:: What you will do ::
Copy every record below exactly as written, but leave out the pictures.

:: Records for the task ::
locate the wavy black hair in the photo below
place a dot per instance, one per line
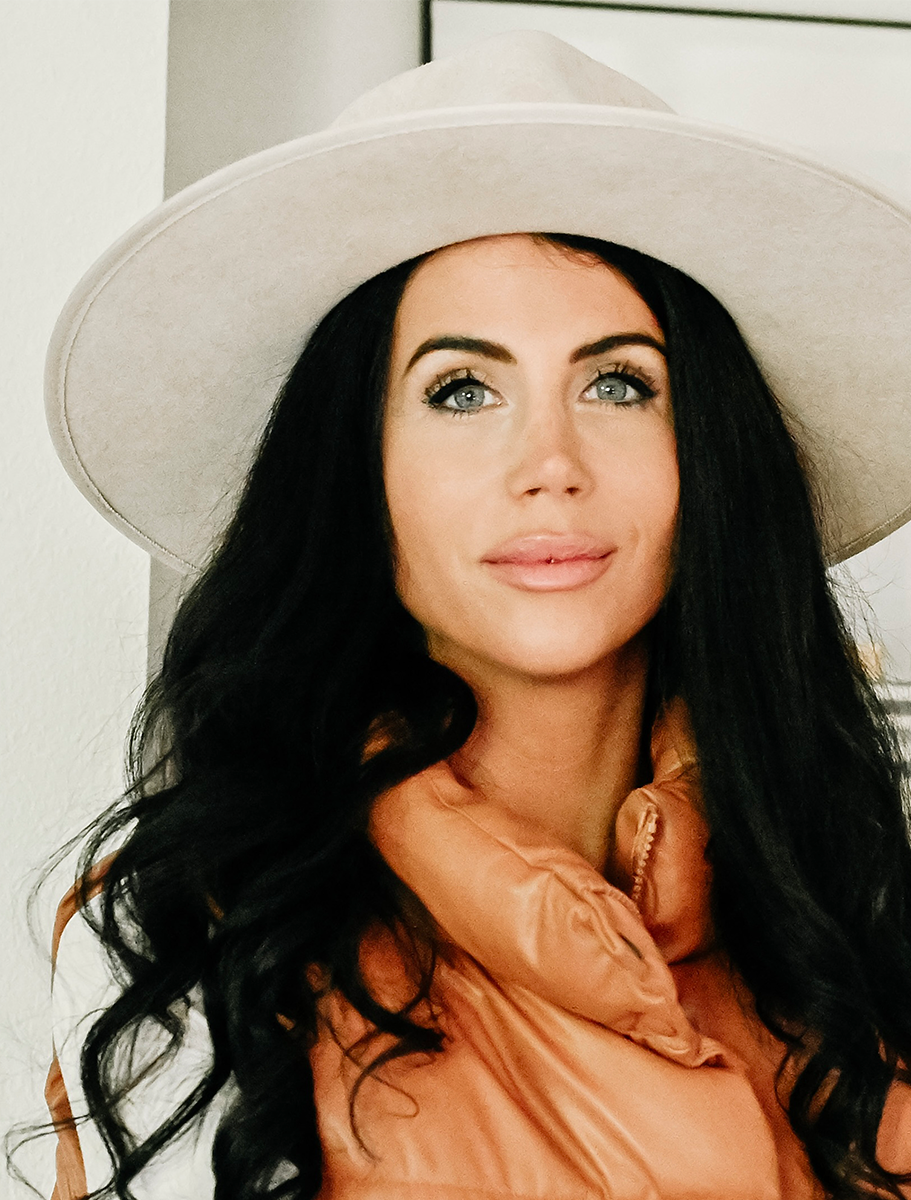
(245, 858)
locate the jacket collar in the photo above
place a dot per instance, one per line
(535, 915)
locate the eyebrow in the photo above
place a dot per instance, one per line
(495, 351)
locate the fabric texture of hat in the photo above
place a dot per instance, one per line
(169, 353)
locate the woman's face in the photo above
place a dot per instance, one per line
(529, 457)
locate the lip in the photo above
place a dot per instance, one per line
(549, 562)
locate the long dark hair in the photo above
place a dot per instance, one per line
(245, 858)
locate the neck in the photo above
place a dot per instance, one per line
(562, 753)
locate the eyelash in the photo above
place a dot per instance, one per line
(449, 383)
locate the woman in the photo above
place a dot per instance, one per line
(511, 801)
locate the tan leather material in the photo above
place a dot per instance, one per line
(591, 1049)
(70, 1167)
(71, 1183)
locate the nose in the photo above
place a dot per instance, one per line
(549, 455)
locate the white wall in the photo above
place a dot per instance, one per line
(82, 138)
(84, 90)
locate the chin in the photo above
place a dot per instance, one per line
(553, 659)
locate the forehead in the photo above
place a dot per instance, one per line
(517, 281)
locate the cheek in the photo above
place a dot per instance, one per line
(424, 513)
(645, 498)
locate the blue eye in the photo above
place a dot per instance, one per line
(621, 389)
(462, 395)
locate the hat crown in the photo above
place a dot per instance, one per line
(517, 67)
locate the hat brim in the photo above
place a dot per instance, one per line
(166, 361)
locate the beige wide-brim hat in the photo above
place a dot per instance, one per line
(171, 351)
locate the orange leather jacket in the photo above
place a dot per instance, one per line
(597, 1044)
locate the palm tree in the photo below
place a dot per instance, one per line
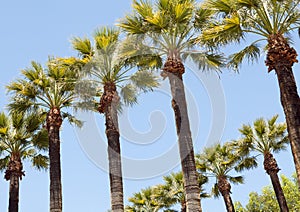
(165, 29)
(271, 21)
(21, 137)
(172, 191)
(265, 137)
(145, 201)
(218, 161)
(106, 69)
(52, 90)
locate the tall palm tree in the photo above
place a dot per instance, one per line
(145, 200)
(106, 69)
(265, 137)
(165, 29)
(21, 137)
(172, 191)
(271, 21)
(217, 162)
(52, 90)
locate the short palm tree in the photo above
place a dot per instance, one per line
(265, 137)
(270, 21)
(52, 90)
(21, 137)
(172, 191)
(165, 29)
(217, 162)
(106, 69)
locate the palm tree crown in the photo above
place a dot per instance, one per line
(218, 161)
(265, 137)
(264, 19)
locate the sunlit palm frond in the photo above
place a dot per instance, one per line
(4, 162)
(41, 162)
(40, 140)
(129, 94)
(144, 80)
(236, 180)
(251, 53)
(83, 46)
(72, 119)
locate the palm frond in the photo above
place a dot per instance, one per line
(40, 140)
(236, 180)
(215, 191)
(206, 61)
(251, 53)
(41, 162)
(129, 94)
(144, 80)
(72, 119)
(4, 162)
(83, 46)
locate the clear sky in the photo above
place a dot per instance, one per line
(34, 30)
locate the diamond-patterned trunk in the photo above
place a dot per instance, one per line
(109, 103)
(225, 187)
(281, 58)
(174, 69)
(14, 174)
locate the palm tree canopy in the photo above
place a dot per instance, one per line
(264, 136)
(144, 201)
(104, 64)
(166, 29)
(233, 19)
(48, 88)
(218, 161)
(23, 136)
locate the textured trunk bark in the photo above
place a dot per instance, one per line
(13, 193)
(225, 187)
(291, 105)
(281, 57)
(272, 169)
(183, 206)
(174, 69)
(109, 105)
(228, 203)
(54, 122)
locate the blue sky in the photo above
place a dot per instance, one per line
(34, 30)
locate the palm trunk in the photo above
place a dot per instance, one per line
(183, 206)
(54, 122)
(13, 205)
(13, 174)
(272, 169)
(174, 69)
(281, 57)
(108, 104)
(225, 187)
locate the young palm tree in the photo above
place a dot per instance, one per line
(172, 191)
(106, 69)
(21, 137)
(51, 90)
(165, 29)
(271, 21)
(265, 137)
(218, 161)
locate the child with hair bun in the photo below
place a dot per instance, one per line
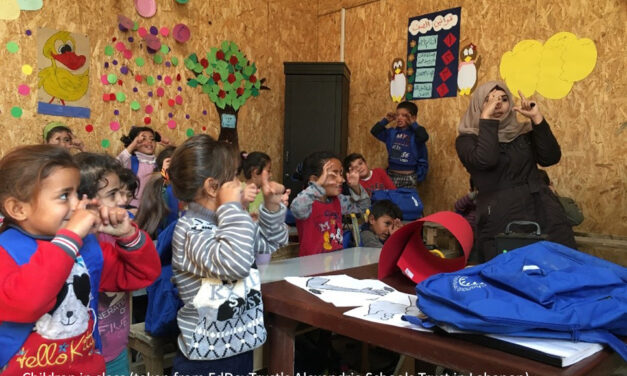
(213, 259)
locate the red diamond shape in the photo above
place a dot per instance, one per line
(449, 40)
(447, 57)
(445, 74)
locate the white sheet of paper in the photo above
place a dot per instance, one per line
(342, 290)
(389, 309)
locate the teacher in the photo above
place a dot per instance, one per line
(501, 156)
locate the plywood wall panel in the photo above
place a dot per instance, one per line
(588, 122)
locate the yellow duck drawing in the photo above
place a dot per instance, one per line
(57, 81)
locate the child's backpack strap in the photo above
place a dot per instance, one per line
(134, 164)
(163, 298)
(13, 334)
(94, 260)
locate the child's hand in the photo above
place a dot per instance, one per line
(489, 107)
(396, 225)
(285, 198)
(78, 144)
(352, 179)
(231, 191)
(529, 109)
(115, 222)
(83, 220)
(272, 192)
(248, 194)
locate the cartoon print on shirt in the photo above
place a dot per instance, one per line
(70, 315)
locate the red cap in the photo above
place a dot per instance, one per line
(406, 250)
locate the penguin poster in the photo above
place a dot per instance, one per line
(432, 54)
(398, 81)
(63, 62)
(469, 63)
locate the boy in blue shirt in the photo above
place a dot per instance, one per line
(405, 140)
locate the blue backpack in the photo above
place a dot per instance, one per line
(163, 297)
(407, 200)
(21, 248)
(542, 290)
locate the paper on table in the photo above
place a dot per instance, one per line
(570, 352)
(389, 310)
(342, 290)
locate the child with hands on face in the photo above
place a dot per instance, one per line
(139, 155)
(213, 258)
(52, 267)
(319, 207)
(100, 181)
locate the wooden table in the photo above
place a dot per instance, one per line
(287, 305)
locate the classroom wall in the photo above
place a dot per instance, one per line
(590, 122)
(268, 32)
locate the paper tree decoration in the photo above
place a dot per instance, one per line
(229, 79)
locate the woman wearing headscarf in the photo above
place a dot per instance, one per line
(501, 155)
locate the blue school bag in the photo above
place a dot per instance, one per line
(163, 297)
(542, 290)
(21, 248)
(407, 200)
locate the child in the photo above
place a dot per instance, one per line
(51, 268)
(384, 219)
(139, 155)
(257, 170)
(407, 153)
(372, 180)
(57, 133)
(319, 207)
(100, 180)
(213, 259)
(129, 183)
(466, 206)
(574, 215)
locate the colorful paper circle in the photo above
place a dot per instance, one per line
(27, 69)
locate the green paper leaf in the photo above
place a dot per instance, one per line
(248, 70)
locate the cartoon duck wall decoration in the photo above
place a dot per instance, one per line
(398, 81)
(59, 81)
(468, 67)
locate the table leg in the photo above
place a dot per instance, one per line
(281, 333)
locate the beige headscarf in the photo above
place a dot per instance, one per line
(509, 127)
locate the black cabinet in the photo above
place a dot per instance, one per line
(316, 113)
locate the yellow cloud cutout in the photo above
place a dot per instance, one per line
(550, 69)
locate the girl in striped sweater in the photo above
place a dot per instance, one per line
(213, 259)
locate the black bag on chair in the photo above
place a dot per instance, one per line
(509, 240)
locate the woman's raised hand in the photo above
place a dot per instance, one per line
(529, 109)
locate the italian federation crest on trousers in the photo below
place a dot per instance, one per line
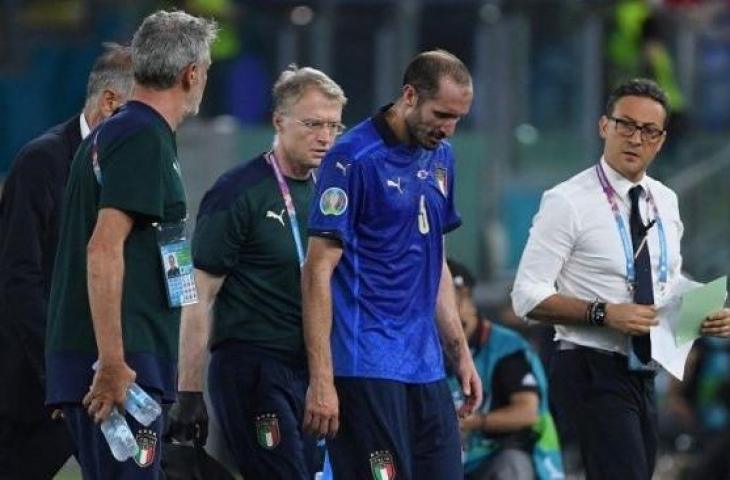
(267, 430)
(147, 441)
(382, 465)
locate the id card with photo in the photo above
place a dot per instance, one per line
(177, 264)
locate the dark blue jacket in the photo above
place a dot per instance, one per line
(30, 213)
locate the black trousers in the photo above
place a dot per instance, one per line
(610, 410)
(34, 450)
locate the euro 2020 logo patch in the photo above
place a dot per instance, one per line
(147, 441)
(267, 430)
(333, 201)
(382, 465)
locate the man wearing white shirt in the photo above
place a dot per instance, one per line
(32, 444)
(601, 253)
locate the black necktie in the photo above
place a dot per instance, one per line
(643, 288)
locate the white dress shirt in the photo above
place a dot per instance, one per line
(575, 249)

:: Completed task ::
locate the wavy black hair in the photo below
place a dot per instance, one per line
(245, 858)
locate the jacket collar in the photo above
place a dot per instance, one per line
(535, 915)
locate the eyebrow in the photo above
place a dot per instance, one per line
(495, 351)
locate the fabric texture of hat in the photo above
place a dot per instance, one per line
(169, 353)
locate the woman's face in the photo above
place a dot per instance, one per line
(529, 457)
locate the lip in the photo above
place a dot per instance, one per line
(549, 562)
locate the long dark hair in the photo above
place a dot per instance, one per line
(245, 858)
locate the neck in the photo above
place a dot per instance, one per line
(562, 753)
locate the eyelash in the photo above
place a dot per instance, one per line
(449, 383)
locate the woman in the photo above
place a dot per instance, one per line
(511, 801)
locate the tan leather material in the photo above
place a dot per instance, one per line
(591, 1049)
(70, 1167)
(71, 1183)
locate the nose in the photo above
place a dot per instance, one per line
(549, 455)
locate the white wall in the photo above
place a dot per instance, one per line
(82, 138)
(84, 90)
locate the chin in the photo above
place a dot per instance, one per line
(553, 659)
locate the forehead in the photo above
place a dot per instance, one per line
(517, 281)
locate the cheek in the photo above
place a dot per instance, one per line
(424, 513)
(645, 498)
locate the blue eye in the photo above
place a dot per instance, one per line
(621, 389)
(462, 395)
locate the hat crown in the photo above
place a dot per instance, one per line
(517, 67)
locate the hat brim in the photo above
place a dot per instance, one per line
(166, 361)
locate the beige wide-brim hat in the photo above
place a dot per instance, one per line
(171, 351)
locate the orange leather jacket in the photo above
place a dot per instance, one per line
(597, 1044)
locate the palm tree in the photo below
place a dot per instance, one per line
(165, 29)
(271, 21)
(21, 137)
(172, 191)
(265, 137)
(145, 201)
(218, 161)
(106, 69)
(52, 90)
locate the tall palm tree in the photo above
place a dot per instance, one per line
(145, 200)
(106, 69)
(265, 137)
(165, 29)
(21, 137)
(172, 191)
(271, 21)
(217, 162)
(52, 90)
locate the short palm tree in the photo above
place a dot per instance, one per line
(265, 137)
(270, 21)
(52, 90)
(21, 137)
(172, 191)
(165, 29)
(217, 162)
(106, 69)
locate the palm tree crown in the photo above
place a dot per instance, one per line
(218, 161)
(265, 137)
(264, 19)
locate the sunlit palm frond in the photo above
place a dot per instance, one per line
(4, 162)
(41, 162)
(40, 140)
(129, 94)
(144, 80)
(236, 180)
(251, 53)
(83, 46)
(72, 119)
locate the palm frond in the photo above
place a dot per instance, one per line
(40, 140)
(236, 180)
(215, 191)
(206, 61)
(251, 53)
(41, 162)
(129, 94)
(144, 80)
(72, 119)
(4, 162)
(83, 46)
locate the clear sky in the photo above
place a dot per instance, one per line
(34, 30)
locate the diamond-patterned trunk in the photo above
place a dot per instance, one per line
(109, 103)
(225, 187)
(281, 58)
(174, 69)
(14, 174)
locate the palm tree canopy in the photo above
place a dot per instance, one per line
(264, 136)
(144, 201)
(104, 64)
(166, 29)
(233, 19)
(48, 88)
(218, 161)
(23, 136)
locate the textured trunk bark in the photo above
place a dot per instance, one per line
(13, 193)
(225, 187)
(291, 105)
(281, 57)
(272, 169)
(183, 206)
(174, 69)
(109, 105)
(228, 203)
(54, 122)
locate the blue sky in the photo above
place a dot per instance, one per line
(34, 30)
locate the palm trunk in the photo above
place a dot per instance, one per line
(183, 206)
(54, 122)
(13, 205)
(13, 174)
(272, 169)
(174, 69)
(281, 57)
(108, 104)
(225, 187)
locate the young palm tree in the photo above
place a dot per instance, one per line
(172, 191)
(106, 69)
(21, 137)
(51, 90)
(165, 29)
(271, 21)
(265, 137)
(218, 161)
locate the child with hair bun in the photo below
place a dot per instance, one per line
(213, 259)
locate the red diamond shape in the photo above
place a dot per instance, one per line
(449, 40)
(447, 57)
(445, 74)
locate the white sheet of paper in the photo above
place a dot per instance, one per line
(342, 290)
(389, 309)
locate the teacher in the photo above
place a dot per instance, one per line
(501, 156)
locate the plywood wall panel in the photo above
place a dot per instance, one per line
(588, 122)
locate the yellow duck drawing in the photo above
place a dot per instance, one per line
(57, 81)
locate the child's backpack strap in the photo above
place a dot per instance, one per line
(134, 164)
(163, 298)
(13, 334)
(94, 260)
locate the child's hand in the photo above
place a dot per instance, one per line
(489, 107)
(396, 225)
(285, 198)
(78, 144)
(352, 179)
(231, 191)
(529, 109)
(115, 222)
(83, 220)
(272, 192)
(248, 194)
locate the cartoon print on shirt in the photo above
place a dot per instance, one per line
(70, 315)
locate the red cap in the photo above
place a dot per instance, one per line
(406, 250)
locate the penguin poster in the photo above
place a dot per instance, one per line
(432, 54)
(398, 81)
(63, 62)
(469, 63)
locate the boy in blue shirt in the photo above
place a dot per instance, one per line
(405, 140)
locate the blue backpack in the photo above
place a dot per instance, one per line
(163, 297)
(407, 200)
(21, 248)
(542, 290)
locate the paper on table in the photo above
place a dot per instance, one per line
(570, 352)
(389, 310)
(342, 290)
locate the child with hands on face in the photo above
place a dot per instance, one per line
(139, 155)
(213, 258)
(52, 267)
(319, 207)
(100, 181)
locate the wooden table in the photo above
place a dot per instance, one per line
(287, 305)
locate the classroom wall in the photo above
place a dot per instance, one per line
(590, 122)
(268, 32)
locate the paper tree decoration in the photo above
place a dot per instance, one per line
(229, 79)
locate the woman wearing headscarf in the photo above
place a dot per instance, one per line
(501, 155)
locate the blue school bag in the photo above
place a dot per instance, one per line
(163, 297)
(542, 290)
(21, 248)
(407, 200)
locate the child in the photo above
place a dot per instance, one per line
(51, 268)
(384, 219)
(139, 155)
(257, 170)
(407, 153)
(372, 180)
(57, 133)
(319, 207)
(100, 180)
(213, 259)
(129, 183)
(466, 206)
(574, 215)
locate the colorful paper circle in the photo above
place a dot per instance, one per line
(27, 69)
locate the green paper leaf in the photo above
place a dot per instance, one per line
(248, 70)
locate the cartoon duck wall decoration in the photo above
place a dot per instance, one per line
(398, 81)
(59, 81)
(468, 67)
locate the table leg in the photo above
place a dot per instance, one per line
(281, 333)
locate the beige headscarf in the photo above
place a dot per instance, one per line
(509, 127)
locate the black cabinet in the photo above
place a dot per instance, one per line
(316, 113)
locate the yellow cloud cutout in the photo above
place a dot per instance, one per line
(550, 69)
locate the girl in striped sweater in the photo above
place a dot per instance, one per line
(213, 259)
locate the black bag on chair in the photo above
place a dot per instance, one per line
(509, 240)
locate the woman's raised hand in the photo above
place a dot per instance, one per line
(529, 109)
locate the italian federation crest on trousers in the photo below
place a dot per instance, one per line
(267, 430)
(147, 441)
(382, 465)
locate the id card with photo in the photo above
place a dot per instance, one per line
(177, 264)
locate the dark blue jacket in the photo above
place a dot per instance, one per line
(30, 213)
locate the black trousers in the photo above
place a dot per instance, one per line
(610, 410)
(34, 450)
locate the euro 2020 logo patch in the photo above
place a dot per instance, one per line
(147, 441)
(267, 430)
(333, 201)
(382, 465)
locate the man wearing white shirt in the photo above
place a dot per instance, one per line
(32, 444)
(601, 253)
locate the black necktie in the photo above
place a dot per instance, one per line
(643, 288)
locate the white dress shirt in the photo above
place a dot per instance, one per line
(575, 249)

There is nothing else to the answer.